• **Requirement**
Please restate the data word for word, leaving out no line.
Records to use below:
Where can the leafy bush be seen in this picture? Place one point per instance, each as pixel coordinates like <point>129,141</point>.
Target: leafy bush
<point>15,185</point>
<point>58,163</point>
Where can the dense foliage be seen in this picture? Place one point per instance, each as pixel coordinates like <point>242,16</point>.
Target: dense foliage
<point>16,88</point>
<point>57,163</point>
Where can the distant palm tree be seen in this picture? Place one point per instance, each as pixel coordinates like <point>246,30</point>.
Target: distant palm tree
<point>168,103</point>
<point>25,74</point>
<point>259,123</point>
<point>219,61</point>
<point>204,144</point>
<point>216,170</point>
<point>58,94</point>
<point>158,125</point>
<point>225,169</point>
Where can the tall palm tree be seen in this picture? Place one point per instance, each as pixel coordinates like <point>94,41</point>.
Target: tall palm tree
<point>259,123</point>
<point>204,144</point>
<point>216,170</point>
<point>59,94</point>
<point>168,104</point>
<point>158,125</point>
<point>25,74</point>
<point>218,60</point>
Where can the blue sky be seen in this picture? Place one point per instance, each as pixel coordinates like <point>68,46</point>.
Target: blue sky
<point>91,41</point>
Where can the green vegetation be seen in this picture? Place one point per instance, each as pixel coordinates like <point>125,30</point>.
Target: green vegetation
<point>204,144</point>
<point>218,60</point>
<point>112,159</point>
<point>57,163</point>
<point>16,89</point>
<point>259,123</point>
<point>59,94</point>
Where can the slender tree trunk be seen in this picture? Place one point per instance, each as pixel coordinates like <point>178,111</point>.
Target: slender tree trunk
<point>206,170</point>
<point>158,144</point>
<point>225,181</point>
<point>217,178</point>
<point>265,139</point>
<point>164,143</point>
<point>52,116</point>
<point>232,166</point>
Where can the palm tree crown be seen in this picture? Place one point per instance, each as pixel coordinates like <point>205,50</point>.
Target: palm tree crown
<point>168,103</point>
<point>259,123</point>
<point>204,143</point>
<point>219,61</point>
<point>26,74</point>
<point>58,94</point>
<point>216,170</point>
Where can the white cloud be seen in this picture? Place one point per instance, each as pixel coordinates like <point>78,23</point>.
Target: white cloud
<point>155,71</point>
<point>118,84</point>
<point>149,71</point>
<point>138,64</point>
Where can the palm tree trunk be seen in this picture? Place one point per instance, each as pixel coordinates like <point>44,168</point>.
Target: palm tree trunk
End of Records to use.
• **Solved exercise**
Where can the leafy bush be seen in this picture? Place one point per instance, each as pixel coordinates like <point>129,141</point>.
Target: leafy bush
<point>15,185</point>
<point>58,163</point>
Where can the dense foliage be seen in this picture? Place one point per instance, each as pixel coordinates like <point>242,16</point>.
Target: dense foliage
<point>16,88</point>
<point>57,163</point>
Where can the distant palm tree be seen in this picture? Place one point per instance, each as pixel coordinates like <point>246,30</point>.
Target: distant palm tree
<point>168,103</point>
<point>25,74</point>
<point>259,123</point>
<point>219,61</point>
<point>204,144</point>
<point>216,170</point>
<point>58,94</point>
<point>158,125</point>
<point>225,169</point>
Where can the tall palm tree be seen in this picture? Place one point per instance, each as pixel coordinates like <point>94,41</point>.
Target: tall palm tree
<point>259,123</point>
<point>204,144</point>
<point>216,170</point>
<point>59,94</point>
<point>168,104</point>
<point>158,125</point>
<point>25,74</point>
<point>218,60</point>
Where can the blue sky be seen in this picture? Place one point per instance, each as pixel coordinates like <point>68,46</point>.
Target: blue sky
<point>91,41</point>
Where can the green vegetation be seen in this picture? Place one point per instance, each as pixel coordinates like <point>125,30</point>.
Target: green vegetation
<point>204,144</point>
<point>218,60</point>
<point>112,159</point>
<point>57,163</point>
<point>16,89</point>
<point>259,123</point>
<point>59,94</point>
Where can the slender tree trunk be seen in this picture? Place one point per instance, each as pixel coordinates like <point>178,111</point>.
Target: slender tree trunk
<point>206,170</point>
<point>158,144</point>
<point>225,181</point>
<point>217,178</point>
<point>265,139</point>
<point>164,143</point>
<point>52,116</point>
<point>232,166</point>
Where can the palm tree crown be seen in this picture? Place one point per instance, each as pixel coordinates like <point>205,50</point>.
Target: palm tree crown
<point>168,103</point>
<point>259,123</point>
<point>204,143</point>
<point>219,61</point>
<point>26,74</point>
<point>58,94</point>
<point>216,170</point>
Where can the white cloud be seen in this picture? Place one point per instance, each as pixel coordinates like <point>78,23</point>.
Target: white cloud
<point>155,71</point>
<point>118,84</point>
<point>149,71</point>
<point>138,64</point>
Where can the palm tree trunk be seen in this picture? Place one point per instance, each as pixel coordinates like <point>44,168</point>.
Target: palm tree trunk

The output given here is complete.